What this task involves:
Check every line of the data and copy the ones where "below" appears.
Top of Input
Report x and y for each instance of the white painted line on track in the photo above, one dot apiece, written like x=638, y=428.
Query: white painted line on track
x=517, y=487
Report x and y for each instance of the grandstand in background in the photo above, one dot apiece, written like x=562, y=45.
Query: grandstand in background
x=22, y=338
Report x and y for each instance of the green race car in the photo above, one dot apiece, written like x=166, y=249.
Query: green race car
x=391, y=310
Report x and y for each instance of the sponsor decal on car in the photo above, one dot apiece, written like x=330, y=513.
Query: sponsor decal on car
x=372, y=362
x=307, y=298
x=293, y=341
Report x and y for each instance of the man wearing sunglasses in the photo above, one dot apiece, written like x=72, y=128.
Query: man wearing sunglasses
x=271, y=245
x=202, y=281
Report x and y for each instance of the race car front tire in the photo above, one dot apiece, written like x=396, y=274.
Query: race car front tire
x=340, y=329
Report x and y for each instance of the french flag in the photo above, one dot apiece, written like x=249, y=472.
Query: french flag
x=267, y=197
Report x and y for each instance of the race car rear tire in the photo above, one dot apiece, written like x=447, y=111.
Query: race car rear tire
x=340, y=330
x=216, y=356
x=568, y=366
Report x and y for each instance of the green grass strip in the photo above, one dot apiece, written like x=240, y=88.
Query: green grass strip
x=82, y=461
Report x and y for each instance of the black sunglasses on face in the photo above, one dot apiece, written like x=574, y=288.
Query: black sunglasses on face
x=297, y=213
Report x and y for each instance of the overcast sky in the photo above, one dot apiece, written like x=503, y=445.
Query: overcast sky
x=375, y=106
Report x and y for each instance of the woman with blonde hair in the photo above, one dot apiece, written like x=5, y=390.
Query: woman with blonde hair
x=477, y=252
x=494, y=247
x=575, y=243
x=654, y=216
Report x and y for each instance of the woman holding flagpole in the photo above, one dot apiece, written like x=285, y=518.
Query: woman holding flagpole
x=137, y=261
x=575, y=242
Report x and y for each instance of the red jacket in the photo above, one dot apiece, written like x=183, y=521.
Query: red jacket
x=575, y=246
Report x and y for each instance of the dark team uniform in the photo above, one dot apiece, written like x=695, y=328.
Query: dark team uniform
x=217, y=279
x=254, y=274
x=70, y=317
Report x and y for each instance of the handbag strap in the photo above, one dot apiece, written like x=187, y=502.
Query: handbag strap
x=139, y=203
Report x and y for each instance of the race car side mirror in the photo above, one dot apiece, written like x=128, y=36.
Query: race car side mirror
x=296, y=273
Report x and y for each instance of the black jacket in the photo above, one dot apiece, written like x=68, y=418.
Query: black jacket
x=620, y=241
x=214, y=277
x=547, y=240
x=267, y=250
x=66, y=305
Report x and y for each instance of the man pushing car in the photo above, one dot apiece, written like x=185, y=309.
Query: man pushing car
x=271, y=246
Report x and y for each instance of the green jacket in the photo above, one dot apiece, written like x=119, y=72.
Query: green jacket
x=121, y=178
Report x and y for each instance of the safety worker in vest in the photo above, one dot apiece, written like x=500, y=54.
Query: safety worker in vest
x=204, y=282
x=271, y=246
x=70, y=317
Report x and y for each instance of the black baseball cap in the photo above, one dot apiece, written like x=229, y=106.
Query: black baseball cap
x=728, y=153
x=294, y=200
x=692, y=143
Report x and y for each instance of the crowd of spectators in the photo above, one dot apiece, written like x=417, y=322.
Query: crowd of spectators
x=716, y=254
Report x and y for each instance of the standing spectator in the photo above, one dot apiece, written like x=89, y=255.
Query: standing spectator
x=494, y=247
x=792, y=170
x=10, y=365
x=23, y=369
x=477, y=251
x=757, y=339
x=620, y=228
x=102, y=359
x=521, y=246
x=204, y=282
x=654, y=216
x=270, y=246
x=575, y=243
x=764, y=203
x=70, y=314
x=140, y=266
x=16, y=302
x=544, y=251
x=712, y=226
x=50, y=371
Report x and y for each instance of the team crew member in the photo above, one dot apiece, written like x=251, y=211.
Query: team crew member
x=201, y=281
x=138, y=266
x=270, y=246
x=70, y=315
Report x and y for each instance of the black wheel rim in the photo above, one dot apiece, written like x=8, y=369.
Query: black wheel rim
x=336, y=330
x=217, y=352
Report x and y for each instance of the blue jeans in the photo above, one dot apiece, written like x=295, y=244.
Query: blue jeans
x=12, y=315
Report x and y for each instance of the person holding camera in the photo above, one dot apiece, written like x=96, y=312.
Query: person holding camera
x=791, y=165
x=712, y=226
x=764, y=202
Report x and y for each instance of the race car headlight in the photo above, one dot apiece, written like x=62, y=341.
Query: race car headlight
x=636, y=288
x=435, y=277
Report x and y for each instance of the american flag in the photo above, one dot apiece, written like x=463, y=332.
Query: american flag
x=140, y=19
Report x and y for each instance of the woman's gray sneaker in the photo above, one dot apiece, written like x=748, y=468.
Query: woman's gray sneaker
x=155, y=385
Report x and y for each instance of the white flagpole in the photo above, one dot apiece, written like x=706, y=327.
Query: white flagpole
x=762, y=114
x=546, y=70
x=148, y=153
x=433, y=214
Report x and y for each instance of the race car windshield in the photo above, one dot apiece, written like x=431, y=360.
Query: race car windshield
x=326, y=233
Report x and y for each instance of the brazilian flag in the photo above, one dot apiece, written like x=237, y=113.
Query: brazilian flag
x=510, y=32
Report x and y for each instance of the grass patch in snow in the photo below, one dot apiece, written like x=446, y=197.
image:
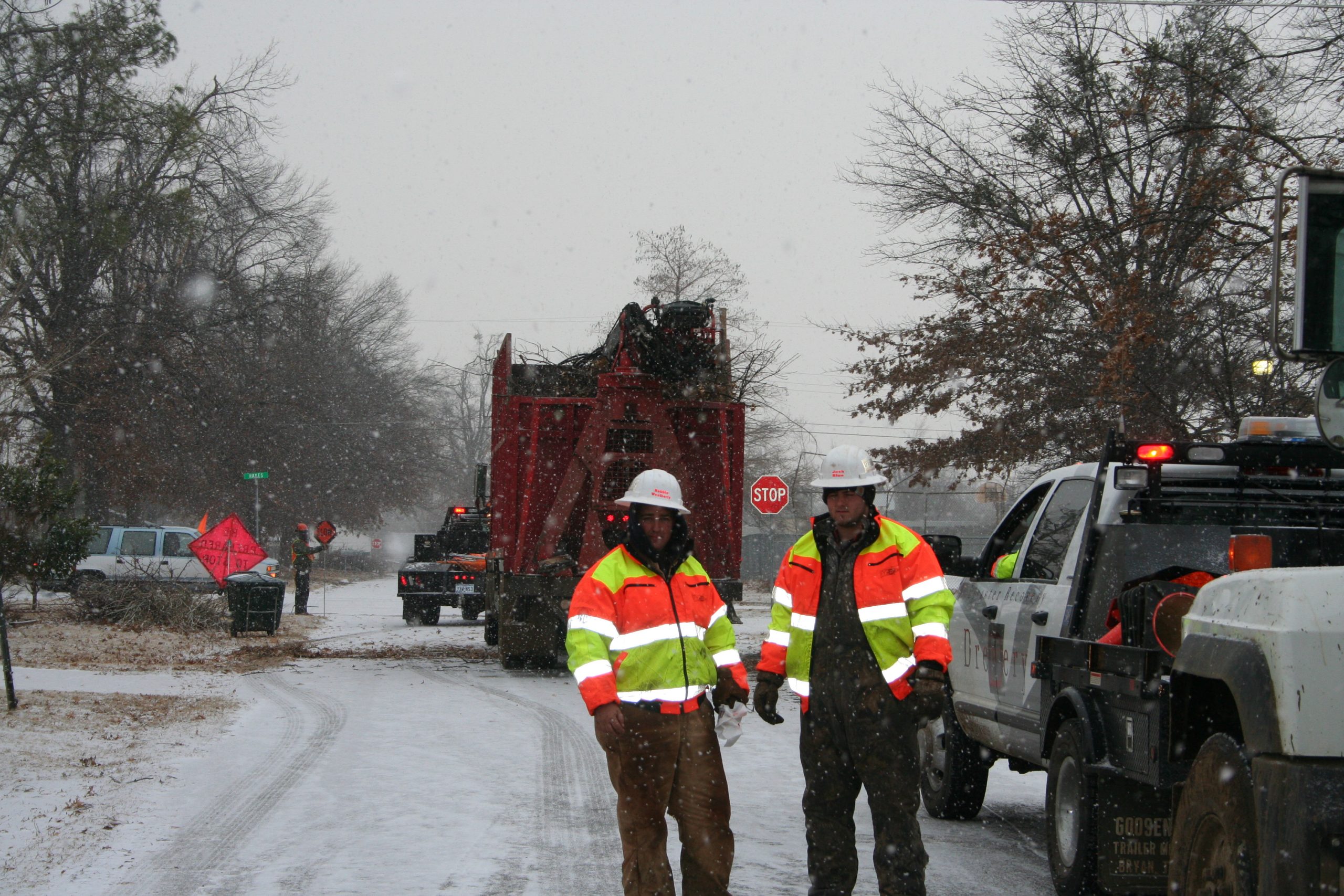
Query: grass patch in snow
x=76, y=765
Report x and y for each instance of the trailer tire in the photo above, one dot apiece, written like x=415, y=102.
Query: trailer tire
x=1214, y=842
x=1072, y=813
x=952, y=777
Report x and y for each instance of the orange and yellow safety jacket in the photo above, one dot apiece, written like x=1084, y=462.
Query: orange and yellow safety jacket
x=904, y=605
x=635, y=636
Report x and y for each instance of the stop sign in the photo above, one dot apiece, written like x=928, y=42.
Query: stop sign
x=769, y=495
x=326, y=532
Bottom of Input
Top of Input
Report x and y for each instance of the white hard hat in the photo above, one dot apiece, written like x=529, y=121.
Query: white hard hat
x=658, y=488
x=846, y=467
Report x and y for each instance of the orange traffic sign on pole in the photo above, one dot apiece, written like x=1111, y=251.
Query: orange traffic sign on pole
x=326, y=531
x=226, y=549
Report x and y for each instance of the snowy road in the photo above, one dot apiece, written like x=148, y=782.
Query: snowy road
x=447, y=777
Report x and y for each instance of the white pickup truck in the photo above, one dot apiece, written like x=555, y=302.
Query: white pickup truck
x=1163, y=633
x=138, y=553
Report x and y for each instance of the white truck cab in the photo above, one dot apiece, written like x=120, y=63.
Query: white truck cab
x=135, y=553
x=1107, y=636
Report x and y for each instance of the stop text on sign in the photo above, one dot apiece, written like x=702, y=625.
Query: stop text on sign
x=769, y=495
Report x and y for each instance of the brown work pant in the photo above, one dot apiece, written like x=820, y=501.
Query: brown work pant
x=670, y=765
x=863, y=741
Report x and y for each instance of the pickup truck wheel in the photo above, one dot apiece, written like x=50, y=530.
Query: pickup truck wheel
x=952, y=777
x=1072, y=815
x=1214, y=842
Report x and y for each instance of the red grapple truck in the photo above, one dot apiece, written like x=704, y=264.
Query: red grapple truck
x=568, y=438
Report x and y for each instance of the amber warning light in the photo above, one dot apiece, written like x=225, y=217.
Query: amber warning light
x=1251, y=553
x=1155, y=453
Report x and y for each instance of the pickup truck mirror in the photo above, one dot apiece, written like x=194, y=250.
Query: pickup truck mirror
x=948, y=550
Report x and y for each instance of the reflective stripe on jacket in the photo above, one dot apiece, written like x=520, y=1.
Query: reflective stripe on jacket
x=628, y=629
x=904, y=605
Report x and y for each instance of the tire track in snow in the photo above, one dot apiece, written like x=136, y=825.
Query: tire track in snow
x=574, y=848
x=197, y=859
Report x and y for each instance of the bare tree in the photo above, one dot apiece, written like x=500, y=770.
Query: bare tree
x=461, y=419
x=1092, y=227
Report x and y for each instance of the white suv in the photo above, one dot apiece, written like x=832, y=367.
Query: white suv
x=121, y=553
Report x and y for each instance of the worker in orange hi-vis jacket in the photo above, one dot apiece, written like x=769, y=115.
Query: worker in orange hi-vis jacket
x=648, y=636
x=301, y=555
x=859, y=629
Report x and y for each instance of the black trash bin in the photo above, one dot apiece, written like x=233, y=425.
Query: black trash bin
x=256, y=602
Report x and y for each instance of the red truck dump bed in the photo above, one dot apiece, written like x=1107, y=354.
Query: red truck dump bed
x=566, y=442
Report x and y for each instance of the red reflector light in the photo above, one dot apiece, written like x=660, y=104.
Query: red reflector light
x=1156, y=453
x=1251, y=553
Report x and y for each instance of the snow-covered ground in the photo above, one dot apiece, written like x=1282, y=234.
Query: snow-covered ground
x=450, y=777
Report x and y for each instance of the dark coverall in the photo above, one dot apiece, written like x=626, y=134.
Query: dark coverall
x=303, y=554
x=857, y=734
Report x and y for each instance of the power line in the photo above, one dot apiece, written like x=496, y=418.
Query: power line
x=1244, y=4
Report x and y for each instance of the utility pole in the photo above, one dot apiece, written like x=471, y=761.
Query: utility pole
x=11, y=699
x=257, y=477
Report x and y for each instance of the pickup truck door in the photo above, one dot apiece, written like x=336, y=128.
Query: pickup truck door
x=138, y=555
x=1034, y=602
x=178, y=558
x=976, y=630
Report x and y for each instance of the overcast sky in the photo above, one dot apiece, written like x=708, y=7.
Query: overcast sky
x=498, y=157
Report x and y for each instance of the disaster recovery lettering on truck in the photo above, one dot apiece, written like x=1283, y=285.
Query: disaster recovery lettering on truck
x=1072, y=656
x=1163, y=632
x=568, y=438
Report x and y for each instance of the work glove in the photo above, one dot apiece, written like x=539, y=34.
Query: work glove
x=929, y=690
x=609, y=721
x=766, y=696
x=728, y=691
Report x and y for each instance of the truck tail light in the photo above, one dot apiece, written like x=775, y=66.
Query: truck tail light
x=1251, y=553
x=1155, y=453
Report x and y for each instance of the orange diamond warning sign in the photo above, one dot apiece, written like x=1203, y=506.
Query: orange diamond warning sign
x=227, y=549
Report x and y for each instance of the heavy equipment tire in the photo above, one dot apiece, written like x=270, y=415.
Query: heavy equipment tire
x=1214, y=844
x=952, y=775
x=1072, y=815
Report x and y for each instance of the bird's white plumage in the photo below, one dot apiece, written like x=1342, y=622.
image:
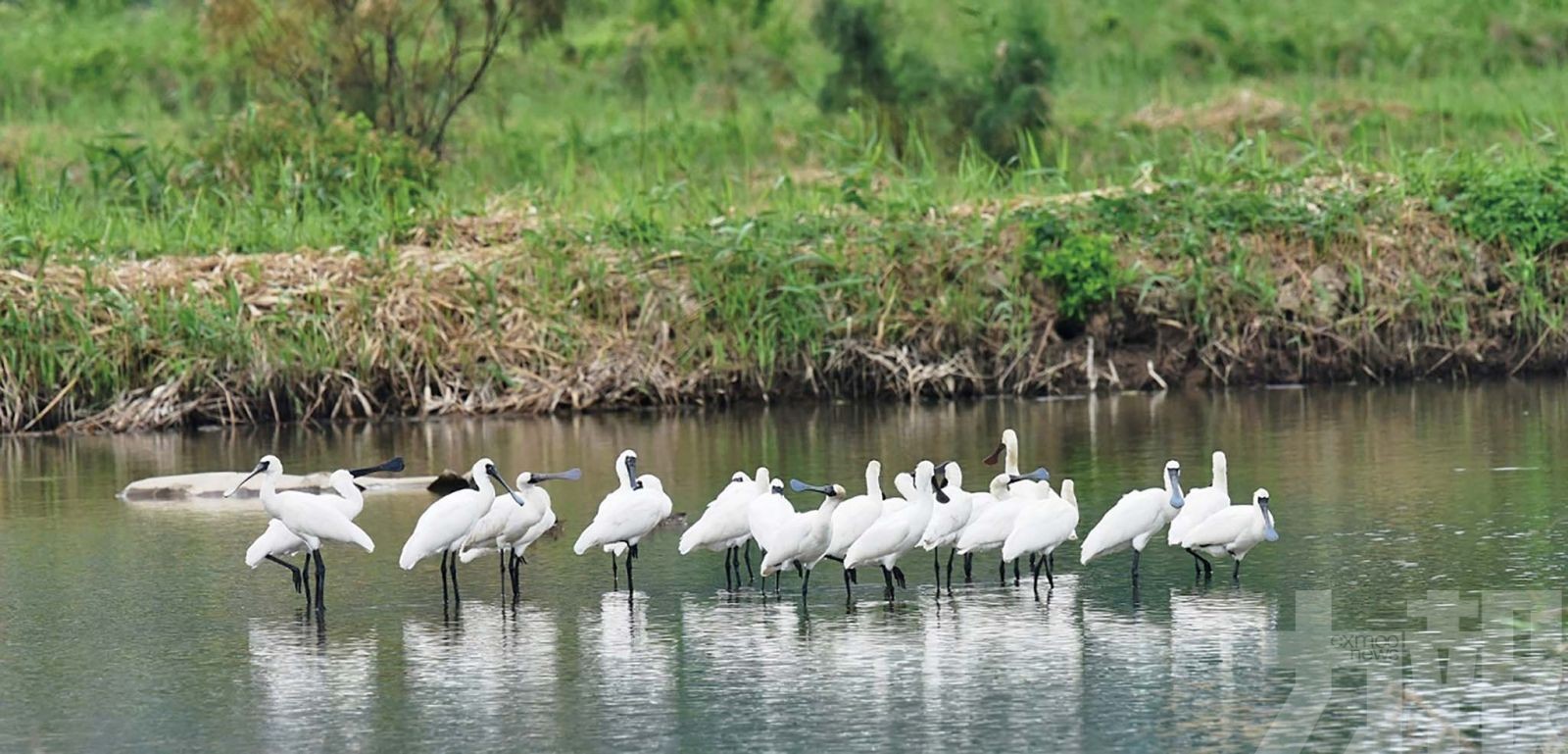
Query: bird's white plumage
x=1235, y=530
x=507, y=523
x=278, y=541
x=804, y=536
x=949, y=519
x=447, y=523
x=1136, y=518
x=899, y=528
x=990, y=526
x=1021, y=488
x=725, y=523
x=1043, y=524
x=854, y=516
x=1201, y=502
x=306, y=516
Bottom of Input
Top of Input
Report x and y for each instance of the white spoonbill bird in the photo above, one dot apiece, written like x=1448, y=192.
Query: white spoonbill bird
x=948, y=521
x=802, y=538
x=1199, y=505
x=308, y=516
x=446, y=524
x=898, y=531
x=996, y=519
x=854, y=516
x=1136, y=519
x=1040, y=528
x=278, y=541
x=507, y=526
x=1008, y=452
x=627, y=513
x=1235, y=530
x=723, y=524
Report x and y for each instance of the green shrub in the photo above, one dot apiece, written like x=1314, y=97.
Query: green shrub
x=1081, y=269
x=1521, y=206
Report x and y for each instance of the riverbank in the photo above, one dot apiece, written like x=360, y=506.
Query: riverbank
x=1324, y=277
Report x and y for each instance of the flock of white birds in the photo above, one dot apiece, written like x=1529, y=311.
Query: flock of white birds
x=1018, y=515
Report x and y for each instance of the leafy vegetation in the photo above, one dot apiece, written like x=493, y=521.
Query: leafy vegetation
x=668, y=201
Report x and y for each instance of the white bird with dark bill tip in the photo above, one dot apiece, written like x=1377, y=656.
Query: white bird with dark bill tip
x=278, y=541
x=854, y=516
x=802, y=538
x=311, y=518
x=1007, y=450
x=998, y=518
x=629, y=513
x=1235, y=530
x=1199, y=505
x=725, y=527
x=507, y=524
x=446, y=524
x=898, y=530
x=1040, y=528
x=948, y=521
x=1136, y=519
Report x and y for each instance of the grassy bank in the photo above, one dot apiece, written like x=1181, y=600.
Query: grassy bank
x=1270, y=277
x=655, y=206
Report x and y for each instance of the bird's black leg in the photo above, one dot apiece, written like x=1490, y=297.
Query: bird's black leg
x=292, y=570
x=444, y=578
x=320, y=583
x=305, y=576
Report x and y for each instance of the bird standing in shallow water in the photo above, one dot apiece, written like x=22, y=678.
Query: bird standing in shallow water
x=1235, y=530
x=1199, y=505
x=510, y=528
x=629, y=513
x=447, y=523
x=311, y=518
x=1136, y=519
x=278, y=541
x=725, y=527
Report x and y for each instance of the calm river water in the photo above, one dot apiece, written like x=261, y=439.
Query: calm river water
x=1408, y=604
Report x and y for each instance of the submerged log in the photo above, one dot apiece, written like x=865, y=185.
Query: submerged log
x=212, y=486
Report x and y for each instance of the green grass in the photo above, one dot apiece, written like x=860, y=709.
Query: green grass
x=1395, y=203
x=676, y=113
Bottom of Input
Solution to this problem:
Report x and y for each instance of the grass patch in snow in the photo below, one dot apiece, written like x=446, y=197.
Report x and y for each instance of the bird's white plumage in the photo below, one dot apiece, written like x=1342, y=622.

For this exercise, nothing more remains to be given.